** ARTIKEL **

========

Rezension

Gelungener Shetland-Krimi

Mörderische Brandung - Marsali Taylor

Mörderische Brandung
von Marsali Taylor

Cass Lynch ist ein Skipper - eine selbstbewusste junge Frau, die den Großteil ihres Lebens auf ihrer geliebten Jacht Chalida verbringt und sich ansonsten mit Jobs durchs Leben schlägt. Ihr erster richtiger Auftrag auf See ist die Verantwortung für ein restauriertes Wikingerschiff, das bei Filmaufnahmen auf den Shetland-Inseln eingesetzt werden soll. So führt dieser Einsatz Cass zurück auf ihre Heimatinsel, wo ihr Vater lebt und sie jeden Stein kennt. Aber kaum läuft es so richtig rund für sie, findet sie auf ihrem Schiff Stormfugl eine Tote! Und ausgerechnet auch noch ein wichtiges Mitglied der Filmcrew... jetzt geht es für Cass um alles, denn die Polizei ermittelt in alle Richtungen und auch sie selbst sowie ihre Familie geraten ins Visier der Ermittler.

========

** AUFGABENSTELLUNG **
Liste sämtliche Personen- und Schiffsnamen auf, die im Artikel vorkommen, jeden Namen nur einmal.

========

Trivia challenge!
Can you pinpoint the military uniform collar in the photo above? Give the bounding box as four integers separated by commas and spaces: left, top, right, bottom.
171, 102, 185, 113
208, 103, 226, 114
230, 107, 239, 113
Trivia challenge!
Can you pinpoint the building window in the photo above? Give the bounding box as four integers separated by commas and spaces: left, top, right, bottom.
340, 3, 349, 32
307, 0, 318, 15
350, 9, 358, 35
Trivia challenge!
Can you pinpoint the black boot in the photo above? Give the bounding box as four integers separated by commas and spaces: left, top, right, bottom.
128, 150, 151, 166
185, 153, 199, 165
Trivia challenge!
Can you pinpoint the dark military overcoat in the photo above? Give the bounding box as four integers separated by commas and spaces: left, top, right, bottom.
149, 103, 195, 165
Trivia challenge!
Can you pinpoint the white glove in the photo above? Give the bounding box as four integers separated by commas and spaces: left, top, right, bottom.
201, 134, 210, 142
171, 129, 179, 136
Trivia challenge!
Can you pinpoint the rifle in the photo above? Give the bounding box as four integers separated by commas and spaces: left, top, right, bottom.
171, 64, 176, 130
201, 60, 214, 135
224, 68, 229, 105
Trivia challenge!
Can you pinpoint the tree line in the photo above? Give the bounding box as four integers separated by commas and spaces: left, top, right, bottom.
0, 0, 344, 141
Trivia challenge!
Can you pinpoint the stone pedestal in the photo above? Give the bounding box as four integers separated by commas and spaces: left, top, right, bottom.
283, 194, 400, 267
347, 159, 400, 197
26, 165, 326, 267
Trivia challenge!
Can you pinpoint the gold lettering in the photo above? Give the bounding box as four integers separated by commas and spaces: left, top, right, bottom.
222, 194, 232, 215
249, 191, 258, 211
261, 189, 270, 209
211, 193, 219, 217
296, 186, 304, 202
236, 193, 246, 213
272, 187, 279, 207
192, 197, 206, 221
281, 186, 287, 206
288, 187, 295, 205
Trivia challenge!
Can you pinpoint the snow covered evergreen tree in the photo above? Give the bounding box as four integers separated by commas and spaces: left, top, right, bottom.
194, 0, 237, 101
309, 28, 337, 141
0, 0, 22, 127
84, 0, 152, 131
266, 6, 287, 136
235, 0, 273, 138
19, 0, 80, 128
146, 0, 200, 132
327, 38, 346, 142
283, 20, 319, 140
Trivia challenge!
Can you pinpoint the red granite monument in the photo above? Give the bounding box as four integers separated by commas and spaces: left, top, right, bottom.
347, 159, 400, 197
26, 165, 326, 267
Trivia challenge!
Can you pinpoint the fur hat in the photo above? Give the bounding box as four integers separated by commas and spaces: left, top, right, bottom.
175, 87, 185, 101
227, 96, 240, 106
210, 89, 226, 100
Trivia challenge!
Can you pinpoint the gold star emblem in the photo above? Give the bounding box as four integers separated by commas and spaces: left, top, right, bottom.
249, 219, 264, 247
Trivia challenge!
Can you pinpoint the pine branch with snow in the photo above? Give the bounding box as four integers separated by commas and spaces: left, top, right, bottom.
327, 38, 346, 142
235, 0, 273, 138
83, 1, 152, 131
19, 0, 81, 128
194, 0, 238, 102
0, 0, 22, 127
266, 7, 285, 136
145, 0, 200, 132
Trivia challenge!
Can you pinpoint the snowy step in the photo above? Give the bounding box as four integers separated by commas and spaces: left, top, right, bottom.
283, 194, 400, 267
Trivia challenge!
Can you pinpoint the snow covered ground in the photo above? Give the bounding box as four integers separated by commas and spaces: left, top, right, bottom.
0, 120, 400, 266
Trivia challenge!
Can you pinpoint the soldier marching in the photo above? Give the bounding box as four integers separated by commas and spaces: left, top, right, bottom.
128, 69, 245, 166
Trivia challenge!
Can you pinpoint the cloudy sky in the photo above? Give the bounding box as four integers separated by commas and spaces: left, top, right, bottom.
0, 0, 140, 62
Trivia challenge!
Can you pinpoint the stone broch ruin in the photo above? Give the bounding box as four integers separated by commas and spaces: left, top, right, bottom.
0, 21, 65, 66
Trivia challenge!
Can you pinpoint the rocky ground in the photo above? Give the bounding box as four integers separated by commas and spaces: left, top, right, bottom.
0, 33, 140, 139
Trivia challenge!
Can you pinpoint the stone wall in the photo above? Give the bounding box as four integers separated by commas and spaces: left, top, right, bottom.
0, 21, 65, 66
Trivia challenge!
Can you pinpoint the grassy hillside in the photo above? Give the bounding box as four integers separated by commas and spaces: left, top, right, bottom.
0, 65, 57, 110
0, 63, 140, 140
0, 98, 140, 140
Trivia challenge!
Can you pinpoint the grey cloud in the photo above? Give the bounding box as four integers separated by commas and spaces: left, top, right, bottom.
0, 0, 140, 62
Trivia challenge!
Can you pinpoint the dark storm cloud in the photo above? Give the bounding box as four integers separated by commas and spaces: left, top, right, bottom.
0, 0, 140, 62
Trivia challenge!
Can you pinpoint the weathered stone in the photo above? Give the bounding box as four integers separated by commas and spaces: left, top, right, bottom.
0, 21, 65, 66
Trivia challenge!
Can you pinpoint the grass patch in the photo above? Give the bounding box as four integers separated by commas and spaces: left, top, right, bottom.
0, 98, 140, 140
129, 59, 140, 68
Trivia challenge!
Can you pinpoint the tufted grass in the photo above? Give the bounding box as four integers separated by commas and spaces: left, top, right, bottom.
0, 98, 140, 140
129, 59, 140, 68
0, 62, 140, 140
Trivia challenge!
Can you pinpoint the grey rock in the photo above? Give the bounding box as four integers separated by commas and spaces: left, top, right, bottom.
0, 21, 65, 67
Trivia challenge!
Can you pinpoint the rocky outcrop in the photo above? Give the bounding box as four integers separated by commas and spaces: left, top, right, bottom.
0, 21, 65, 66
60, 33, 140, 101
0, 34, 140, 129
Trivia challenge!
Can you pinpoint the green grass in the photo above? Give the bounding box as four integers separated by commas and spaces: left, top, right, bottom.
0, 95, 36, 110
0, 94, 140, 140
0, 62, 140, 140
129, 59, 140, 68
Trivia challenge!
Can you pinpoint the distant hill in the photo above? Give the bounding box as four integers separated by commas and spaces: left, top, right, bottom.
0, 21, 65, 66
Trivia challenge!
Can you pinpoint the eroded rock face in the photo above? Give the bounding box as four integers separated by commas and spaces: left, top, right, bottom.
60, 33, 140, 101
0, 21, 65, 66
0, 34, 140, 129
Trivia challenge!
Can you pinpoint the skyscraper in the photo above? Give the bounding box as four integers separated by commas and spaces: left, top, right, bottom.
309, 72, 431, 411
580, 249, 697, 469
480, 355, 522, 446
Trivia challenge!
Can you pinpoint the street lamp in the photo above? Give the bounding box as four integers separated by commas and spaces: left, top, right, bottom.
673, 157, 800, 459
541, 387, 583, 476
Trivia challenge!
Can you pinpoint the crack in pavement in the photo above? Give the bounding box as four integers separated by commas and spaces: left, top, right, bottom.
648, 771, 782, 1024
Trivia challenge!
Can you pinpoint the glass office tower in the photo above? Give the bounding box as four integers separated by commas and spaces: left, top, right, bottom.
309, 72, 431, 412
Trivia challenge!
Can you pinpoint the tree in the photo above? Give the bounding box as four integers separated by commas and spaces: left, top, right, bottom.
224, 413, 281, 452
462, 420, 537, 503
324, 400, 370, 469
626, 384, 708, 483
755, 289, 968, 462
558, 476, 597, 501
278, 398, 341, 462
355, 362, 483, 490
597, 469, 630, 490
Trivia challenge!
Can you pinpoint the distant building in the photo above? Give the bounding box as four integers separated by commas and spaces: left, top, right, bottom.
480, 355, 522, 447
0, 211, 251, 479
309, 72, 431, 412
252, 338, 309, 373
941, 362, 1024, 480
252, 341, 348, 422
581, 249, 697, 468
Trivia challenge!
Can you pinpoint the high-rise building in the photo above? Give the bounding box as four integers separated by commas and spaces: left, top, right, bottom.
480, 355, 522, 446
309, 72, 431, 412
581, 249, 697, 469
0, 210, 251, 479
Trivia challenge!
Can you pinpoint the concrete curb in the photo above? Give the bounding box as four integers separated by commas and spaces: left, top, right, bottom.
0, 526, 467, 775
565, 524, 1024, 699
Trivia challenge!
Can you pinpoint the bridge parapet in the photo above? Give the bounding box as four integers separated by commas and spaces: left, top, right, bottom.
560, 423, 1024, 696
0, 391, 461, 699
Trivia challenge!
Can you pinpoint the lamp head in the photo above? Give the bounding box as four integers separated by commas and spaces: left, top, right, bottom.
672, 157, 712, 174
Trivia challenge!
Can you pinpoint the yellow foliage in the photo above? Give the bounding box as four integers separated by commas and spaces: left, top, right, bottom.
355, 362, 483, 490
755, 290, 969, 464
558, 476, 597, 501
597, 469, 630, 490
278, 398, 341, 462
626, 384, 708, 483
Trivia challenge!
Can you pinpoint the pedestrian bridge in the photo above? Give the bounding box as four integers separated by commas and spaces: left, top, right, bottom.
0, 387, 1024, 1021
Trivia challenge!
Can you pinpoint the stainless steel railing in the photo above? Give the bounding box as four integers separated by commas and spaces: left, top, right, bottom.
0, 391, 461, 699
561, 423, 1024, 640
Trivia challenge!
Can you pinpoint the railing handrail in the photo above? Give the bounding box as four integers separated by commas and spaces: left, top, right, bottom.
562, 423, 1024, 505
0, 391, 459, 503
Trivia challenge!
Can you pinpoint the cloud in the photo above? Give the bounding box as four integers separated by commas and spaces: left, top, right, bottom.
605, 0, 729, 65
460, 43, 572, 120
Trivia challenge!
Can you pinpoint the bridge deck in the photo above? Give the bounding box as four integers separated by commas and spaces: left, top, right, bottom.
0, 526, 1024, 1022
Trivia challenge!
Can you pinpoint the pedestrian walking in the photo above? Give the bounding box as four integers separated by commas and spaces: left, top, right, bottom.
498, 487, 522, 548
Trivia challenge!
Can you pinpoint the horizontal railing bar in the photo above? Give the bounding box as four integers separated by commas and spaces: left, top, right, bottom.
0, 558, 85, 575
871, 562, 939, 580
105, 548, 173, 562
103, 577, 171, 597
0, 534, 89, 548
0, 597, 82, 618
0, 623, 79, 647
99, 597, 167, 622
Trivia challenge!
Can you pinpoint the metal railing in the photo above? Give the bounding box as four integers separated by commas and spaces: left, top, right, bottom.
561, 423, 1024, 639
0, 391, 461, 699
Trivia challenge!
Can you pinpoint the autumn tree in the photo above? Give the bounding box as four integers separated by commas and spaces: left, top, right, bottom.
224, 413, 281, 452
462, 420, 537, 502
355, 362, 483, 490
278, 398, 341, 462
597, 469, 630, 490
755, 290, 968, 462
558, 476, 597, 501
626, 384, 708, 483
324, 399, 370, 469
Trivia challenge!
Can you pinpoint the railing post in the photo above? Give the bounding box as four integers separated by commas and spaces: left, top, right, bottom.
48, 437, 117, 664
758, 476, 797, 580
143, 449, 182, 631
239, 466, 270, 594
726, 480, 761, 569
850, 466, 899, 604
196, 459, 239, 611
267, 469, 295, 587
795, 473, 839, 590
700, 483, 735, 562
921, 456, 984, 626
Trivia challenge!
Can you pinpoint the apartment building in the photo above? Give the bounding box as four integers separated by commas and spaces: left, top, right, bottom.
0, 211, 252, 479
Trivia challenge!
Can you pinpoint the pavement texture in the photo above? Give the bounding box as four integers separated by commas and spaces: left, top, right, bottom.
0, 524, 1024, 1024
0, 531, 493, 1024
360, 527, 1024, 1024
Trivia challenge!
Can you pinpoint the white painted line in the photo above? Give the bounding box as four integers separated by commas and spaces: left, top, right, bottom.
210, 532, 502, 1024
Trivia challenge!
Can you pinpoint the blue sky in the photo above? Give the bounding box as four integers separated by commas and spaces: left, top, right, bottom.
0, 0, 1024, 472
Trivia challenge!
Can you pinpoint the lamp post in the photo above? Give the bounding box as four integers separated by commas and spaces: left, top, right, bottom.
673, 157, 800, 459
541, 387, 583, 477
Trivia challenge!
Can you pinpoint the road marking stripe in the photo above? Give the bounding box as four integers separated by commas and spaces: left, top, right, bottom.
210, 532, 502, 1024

========

** ENDERGEBNIS **
- Marsali Taylor
- Cass Lynch
- Chalida
- Stormfugl